Exercise goal: Find every line in the entries below that contains the word "pathway" and copy each of those lines in full. Matching is case-sensitive.

Record excerpts:
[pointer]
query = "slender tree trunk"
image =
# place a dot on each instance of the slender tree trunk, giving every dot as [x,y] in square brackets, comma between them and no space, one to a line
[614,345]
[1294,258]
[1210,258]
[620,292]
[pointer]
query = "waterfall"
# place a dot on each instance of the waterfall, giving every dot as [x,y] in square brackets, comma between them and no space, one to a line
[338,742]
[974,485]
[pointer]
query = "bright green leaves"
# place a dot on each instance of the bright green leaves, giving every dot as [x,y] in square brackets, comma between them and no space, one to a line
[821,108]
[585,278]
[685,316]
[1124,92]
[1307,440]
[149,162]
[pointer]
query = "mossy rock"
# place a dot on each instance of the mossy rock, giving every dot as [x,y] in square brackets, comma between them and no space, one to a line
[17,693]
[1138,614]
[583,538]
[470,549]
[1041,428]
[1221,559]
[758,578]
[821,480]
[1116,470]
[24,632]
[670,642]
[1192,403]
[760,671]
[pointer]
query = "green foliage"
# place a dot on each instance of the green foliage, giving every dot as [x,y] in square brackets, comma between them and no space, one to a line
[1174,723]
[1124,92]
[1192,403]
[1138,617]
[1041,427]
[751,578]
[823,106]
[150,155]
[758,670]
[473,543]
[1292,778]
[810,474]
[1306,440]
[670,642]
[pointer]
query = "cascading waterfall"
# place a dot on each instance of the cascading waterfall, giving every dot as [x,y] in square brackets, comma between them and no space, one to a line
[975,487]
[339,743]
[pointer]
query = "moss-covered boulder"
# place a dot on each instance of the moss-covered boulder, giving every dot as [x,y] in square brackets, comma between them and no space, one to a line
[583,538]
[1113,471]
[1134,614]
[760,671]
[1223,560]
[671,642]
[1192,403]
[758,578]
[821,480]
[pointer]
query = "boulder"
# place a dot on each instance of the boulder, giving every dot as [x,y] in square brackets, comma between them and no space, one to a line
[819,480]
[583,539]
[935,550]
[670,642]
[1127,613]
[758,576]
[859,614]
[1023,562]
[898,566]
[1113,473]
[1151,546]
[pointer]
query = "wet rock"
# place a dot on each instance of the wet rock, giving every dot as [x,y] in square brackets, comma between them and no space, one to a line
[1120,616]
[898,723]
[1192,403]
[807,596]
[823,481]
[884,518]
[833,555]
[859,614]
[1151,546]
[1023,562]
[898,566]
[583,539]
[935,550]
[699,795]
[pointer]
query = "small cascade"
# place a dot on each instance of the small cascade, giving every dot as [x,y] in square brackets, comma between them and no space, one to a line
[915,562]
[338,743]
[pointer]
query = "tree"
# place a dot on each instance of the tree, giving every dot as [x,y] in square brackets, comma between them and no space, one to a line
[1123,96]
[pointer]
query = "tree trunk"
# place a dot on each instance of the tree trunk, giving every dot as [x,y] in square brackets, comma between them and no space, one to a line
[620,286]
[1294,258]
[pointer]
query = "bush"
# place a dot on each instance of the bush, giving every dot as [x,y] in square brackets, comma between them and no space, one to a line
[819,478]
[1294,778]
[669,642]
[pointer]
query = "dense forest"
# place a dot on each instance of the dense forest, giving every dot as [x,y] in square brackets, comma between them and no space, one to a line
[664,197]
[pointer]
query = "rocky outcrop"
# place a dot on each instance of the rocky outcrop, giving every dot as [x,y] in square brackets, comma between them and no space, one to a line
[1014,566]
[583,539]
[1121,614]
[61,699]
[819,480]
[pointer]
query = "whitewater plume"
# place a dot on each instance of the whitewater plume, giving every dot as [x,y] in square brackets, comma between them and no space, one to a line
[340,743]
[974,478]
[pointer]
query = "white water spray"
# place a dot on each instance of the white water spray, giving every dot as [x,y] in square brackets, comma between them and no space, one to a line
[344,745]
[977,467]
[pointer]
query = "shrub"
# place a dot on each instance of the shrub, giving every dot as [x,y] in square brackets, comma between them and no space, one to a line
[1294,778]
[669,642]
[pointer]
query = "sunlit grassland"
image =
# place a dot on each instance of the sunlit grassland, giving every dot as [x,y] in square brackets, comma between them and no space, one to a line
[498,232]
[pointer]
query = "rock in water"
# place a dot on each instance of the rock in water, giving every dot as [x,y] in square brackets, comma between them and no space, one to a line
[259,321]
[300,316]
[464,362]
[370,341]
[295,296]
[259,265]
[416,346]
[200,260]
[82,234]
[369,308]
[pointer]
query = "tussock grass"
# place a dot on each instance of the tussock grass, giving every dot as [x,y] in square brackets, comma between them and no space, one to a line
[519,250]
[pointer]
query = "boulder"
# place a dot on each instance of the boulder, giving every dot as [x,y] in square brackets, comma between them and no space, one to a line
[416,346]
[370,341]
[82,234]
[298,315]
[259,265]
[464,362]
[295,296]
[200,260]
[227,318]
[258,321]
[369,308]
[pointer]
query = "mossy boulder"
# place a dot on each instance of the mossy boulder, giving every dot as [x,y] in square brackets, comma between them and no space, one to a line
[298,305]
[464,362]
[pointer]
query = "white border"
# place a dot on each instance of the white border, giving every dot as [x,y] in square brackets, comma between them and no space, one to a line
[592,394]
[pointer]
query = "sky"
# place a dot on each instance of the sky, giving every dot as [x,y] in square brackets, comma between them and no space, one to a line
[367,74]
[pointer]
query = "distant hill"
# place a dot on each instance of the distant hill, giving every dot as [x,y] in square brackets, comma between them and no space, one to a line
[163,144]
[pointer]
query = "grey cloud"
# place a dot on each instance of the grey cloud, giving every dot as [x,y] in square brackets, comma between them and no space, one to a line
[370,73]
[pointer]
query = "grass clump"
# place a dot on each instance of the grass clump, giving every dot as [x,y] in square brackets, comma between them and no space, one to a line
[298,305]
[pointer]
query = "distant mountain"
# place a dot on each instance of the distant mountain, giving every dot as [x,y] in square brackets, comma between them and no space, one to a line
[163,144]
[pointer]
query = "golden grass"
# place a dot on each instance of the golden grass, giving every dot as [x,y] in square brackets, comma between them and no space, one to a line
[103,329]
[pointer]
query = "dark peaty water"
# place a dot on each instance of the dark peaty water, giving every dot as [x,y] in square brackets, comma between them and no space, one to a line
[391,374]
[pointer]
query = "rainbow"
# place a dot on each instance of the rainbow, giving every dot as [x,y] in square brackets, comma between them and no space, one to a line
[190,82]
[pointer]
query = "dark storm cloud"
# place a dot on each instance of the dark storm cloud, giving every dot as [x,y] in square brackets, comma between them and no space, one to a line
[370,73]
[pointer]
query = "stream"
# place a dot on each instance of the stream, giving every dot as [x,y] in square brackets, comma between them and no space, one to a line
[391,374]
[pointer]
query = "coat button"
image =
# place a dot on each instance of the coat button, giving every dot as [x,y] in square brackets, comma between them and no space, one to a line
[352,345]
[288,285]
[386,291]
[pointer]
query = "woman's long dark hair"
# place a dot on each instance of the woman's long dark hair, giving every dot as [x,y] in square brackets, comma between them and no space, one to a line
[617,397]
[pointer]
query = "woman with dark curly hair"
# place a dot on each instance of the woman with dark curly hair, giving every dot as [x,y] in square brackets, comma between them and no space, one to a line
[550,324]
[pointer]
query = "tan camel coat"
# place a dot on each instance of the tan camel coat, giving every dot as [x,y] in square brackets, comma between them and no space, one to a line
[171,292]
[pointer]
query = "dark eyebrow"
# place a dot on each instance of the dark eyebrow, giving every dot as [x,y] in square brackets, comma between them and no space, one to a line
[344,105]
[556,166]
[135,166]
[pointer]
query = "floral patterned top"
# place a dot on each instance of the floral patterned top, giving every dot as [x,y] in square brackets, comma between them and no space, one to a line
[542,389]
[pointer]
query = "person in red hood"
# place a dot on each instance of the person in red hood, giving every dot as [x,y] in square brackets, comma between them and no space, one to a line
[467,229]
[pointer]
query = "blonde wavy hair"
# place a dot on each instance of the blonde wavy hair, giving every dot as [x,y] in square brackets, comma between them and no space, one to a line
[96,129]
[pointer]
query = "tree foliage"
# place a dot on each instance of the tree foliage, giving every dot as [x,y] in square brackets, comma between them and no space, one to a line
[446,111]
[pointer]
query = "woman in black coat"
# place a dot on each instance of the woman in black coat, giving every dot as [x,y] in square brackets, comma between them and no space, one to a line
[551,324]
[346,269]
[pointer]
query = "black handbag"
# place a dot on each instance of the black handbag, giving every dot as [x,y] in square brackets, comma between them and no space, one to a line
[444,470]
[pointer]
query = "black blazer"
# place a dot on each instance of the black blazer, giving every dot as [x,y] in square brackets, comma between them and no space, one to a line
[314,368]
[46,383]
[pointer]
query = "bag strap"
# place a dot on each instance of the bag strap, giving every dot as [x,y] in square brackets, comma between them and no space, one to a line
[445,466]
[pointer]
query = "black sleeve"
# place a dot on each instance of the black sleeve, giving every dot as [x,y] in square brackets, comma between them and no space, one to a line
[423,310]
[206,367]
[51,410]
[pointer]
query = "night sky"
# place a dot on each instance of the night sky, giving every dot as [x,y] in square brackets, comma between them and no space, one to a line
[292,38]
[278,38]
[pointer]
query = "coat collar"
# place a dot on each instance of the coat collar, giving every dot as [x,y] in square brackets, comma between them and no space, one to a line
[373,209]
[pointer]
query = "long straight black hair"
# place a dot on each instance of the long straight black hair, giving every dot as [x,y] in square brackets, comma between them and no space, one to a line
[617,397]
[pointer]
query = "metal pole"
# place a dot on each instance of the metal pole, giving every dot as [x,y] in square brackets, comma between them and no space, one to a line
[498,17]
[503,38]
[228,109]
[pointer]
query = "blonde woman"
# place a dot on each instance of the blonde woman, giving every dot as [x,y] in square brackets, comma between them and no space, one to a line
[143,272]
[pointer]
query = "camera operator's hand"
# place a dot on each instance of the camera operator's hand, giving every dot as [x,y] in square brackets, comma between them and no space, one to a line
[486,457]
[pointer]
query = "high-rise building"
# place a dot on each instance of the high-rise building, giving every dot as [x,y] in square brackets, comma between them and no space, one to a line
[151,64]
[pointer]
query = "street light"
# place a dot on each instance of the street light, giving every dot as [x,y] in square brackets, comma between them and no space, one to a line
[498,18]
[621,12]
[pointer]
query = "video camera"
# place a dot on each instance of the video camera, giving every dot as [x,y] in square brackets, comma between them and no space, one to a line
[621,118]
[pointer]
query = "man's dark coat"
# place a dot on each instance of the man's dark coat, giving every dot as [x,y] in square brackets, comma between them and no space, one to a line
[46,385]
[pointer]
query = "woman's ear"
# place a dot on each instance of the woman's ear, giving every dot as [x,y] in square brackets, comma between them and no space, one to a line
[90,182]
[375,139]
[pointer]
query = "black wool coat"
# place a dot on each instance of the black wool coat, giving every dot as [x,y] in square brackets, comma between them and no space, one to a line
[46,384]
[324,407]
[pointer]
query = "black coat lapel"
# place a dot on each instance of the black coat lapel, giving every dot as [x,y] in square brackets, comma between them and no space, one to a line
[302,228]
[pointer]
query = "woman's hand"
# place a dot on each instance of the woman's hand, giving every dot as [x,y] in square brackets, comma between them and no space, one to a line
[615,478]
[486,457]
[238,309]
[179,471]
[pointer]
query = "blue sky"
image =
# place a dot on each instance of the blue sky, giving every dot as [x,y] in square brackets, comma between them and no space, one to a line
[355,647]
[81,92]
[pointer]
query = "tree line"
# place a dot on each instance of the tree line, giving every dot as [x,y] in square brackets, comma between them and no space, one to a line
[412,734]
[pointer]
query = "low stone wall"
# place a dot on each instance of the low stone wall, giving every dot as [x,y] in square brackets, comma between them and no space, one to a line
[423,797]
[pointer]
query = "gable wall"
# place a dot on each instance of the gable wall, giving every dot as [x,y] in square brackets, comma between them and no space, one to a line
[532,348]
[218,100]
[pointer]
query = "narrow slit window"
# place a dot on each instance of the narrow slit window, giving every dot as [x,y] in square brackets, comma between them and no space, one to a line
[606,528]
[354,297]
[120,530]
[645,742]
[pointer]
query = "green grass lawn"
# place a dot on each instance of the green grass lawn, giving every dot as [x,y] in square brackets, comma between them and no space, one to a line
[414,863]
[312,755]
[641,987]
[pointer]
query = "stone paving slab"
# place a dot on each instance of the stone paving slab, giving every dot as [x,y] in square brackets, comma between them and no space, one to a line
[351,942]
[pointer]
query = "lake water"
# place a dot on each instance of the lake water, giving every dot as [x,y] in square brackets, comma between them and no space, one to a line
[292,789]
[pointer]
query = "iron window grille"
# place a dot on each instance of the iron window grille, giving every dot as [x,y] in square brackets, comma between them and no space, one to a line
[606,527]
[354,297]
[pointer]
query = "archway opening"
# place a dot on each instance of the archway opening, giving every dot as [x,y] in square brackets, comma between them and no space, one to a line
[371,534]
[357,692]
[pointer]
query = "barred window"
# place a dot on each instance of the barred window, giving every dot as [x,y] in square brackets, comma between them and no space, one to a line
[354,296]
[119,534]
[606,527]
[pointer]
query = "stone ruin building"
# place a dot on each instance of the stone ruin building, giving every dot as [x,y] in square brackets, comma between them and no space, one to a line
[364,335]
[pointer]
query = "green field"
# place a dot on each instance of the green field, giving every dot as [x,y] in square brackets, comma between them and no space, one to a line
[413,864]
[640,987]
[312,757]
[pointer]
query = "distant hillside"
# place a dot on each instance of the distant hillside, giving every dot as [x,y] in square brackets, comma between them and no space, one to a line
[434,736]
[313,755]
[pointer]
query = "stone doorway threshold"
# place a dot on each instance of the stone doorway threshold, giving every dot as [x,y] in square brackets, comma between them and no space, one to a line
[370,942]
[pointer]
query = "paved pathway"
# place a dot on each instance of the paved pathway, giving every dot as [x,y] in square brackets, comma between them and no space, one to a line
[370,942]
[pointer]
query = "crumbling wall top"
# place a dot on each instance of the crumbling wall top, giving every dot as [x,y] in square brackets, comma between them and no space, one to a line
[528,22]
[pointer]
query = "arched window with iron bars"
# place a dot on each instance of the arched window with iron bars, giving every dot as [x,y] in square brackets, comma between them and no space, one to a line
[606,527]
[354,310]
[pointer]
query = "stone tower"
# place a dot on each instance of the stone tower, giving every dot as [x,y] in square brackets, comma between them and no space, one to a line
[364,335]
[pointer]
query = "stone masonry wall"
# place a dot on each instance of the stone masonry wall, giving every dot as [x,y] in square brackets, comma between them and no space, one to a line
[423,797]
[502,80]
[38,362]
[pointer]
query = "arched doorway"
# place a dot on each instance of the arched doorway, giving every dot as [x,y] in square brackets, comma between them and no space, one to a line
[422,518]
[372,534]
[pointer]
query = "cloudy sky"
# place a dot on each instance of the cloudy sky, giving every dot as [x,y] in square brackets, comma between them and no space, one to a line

Solution for this exercise:
query = "paved pathway"
# place a dot on each instance of the paved pathway, giving every dot as [x,y] in square brackets, comma between them and no space, one to a line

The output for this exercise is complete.